:: What is needed ::
Extract, exactly as written, all lines of the material below from the line that includes "Each instance of the blurred" through its last line.

:: Recorded data ::

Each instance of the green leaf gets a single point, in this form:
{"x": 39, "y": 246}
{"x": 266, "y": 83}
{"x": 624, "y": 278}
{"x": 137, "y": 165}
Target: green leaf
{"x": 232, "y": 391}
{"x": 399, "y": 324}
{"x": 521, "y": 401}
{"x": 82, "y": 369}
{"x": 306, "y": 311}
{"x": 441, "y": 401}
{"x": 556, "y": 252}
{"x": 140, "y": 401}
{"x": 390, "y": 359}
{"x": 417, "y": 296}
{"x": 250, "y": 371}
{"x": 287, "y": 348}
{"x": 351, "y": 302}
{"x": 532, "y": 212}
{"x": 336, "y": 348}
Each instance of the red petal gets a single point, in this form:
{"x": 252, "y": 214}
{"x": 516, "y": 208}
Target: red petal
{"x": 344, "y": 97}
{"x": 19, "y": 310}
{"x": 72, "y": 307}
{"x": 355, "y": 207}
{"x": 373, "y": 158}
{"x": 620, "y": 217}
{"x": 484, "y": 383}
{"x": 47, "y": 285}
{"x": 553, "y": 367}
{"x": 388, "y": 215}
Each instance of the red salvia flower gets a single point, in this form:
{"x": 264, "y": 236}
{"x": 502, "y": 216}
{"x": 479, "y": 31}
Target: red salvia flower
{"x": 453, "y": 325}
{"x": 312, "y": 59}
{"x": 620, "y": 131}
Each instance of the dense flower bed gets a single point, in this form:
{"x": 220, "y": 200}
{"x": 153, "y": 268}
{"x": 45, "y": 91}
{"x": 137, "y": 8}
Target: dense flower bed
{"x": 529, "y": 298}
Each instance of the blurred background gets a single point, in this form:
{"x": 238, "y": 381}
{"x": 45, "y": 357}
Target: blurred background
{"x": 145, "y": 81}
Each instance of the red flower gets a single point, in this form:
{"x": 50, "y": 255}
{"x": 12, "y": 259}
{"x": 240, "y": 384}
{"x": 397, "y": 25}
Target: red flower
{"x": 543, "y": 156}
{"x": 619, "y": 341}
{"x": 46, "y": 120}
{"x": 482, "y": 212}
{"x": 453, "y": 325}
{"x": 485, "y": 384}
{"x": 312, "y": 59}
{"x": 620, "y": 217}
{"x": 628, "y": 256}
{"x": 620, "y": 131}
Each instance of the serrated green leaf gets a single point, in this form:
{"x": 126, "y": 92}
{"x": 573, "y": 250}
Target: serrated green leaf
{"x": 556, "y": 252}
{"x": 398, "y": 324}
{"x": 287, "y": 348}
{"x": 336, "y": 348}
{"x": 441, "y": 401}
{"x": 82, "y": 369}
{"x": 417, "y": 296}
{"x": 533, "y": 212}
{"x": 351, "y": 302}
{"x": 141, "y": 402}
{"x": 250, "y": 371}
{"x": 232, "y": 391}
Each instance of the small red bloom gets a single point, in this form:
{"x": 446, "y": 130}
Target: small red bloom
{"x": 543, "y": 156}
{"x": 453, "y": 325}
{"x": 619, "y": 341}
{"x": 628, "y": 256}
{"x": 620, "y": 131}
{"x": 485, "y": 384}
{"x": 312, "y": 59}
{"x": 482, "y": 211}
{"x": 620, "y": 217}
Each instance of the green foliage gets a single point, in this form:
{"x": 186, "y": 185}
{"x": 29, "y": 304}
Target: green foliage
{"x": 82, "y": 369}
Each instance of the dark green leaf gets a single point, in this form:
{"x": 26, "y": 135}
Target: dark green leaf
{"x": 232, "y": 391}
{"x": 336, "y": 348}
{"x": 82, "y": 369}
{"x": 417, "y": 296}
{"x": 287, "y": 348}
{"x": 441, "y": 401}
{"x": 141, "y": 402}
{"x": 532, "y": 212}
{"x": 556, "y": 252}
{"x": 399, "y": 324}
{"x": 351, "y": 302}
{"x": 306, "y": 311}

:: Solution to this task ::
Each instance of the blurred background gets a single point, in this form:
{"x": 238, "y": 381}
{"x": 45, "y": 357}
Target: blurred background
{"x": 145, "y": 81}
Each instance of the red flower gets a single point, in this form:
{"x": 50, "y": 255}
{"x": 12, "y": 259}
{"x": 240, "y": 384}
{"x": 397, "y": 25}
Target: red flower
{"x": 543, "y": 156}
{"x": 619, "y": 341}
{"x": 46, "y": 120}
{"x": 482, "y": 212}
{"x": 453, "y": 325}
{"x": 485, "y": 384}
{"x": 312, "y": 59}
{"x": 620, "y": 217}
{"x": 628, "y": 256}
{"x": 620, "y": 131}
Each instance of the serrated green leaf gets a single point, in this form:
{"x": 126, "y": 92}
{"x": 573, "y": 250}
Target: serrated green leaf
{"x": 556, "y": 252}
{"x": 398, "y": 324}
{"x": 287, "y": 348}
{"x": 336, "y": 348}
{"x": 441, "y": 401}
{"x": 82, "y": 369}
{"x": 417, "y": 296}
{"x": 533, "y": 212}
{"x": 351, "y": 302}
{"x": 141, "y": 402}
{"x": 250, "y": 371}
{"x": 232, "y": 391}
Each instance of the small red bloom gets a single point, in this form:
{"x": 446, "y": 130}
Target: small red bloom
{"x": 543, "y": 156}
{"x": 453, "y": 325}
{"x": 619, "y": 341}
{"x": 628, "y": 256}
{"x": 620, "y": 131}
{"x": 485, "y": 384}
{"x": 312, "y": 59}
{"x": 482, "y": 211}
{"x": 620, "y": 217}
Each instance of the green foliage gets a single point, in this form:
{"x": 186, "y": 185}
{"x": 29, "y": 304}
Target: green foliage
{"x": 82, "y": 369}
Each instance of the dark green leaf gets a single point, in this form:
{"x": 26, "y": 135}
Target: dark green leaf
{"x": 232, "y": 391}
{"x": 336, "y": 348}
{"x": 82, "y": 369}
{"x": 417, "y": 296}
{"x": 287, "y": 348}
{"x": 441, "y": 401}
{"x": 141, "y": 402}
{"x": 532, "y": 212}
{"x": 556, "y": 252}
{"x": 399, "y": 324}
{"x": 351, "y": 302}
{"x": 306, "y": 311}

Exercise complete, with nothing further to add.